_VOTRE CONSIGNE_
D'après le texte cité, quelle maison d'édition Rodney Saint-Éloi dirige-t-il ?

_TEXTE CITÉ_

Par Ishtar @nadjaproduction



« Haïti, kenbe la ! Haïti, redresse-toi !», c’est ainsi que Rodney Saint-Éloi, directeur de la maison d’édition Mémoire d’Encrier, titre son récit du goudou-goudou, le séisme qui avait détruit Haïti il y a trois ans.À peine arrivé à Port-au-Prince pour participer à l’événement littéraire Étonnants- Voyageurs, il allait vivre au jour le jour la tragique catastrophe.
Haïti, kenbe la ! de Rodney Saint-Éloi« Comment peut-on tout ressentir en même temps, la mort et le goût extrême de vivre avec rage chaque seconde ? » . L’auteur nous relate sa descente aux enfers, à la manière de Dante, ou du Candide de Voltaire lors du tremblement de terre de Lisbonne. Toutes les tragédies se ressemblent, et la rage de vivre, de revivre l’histoire d’Haïti, depuis les débuts de la colonisation, de l’arrivée des esclaves, la révolte courageuse des Haïtiens, l’indépendance et les clivages sociaux. Deux camps, écrit-il : les riches et les pauvres, les mulâtres et les noirs. Tout est dans le regard comme le mentionne Robert Solé, lors d’un récent entretien. Celui de Rodney Saint-Éloi est fait de lucidité, et de lumière qu’il sait communiquer.

_LIGNES DE DONNÉES_
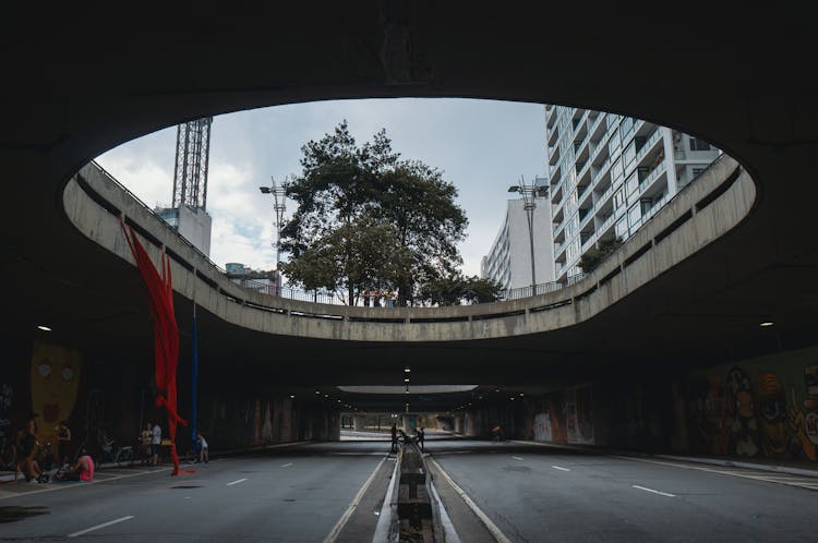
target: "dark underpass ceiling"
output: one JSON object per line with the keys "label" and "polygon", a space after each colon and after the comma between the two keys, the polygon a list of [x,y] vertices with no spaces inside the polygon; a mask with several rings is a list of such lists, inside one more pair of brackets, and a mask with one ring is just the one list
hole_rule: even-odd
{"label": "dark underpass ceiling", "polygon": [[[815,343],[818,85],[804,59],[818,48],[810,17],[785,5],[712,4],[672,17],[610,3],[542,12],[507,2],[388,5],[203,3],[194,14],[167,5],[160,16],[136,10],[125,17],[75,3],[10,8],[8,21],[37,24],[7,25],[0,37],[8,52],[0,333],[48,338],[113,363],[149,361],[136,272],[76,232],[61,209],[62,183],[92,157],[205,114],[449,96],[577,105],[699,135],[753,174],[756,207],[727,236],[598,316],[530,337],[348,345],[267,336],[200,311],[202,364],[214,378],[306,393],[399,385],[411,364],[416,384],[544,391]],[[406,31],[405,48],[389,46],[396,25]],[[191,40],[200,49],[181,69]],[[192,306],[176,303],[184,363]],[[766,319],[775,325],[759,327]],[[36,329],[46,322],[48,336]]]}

_RÉPONSE ATTENDUE_
Il dirige la maison d'édition Mémoire d'Encrier.